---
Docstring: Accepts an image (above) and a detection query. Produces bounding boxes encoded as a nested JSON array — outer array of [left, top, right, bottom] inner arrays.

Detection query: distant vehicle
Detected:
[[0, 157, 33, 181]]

● ● ● ● ● ● ●

*EXERCISE OBJECTIVE*: Using the data above, return every line that contains the string "query".

*SOLUTION TO THE PROBLEM*:
Docstring: Accepts an image (above) and a detection query. Produces bounding boxes encoded as a nested JSON array — outer array of [left, top, right, bottom] inner arrays.
Detection query: distant vehicle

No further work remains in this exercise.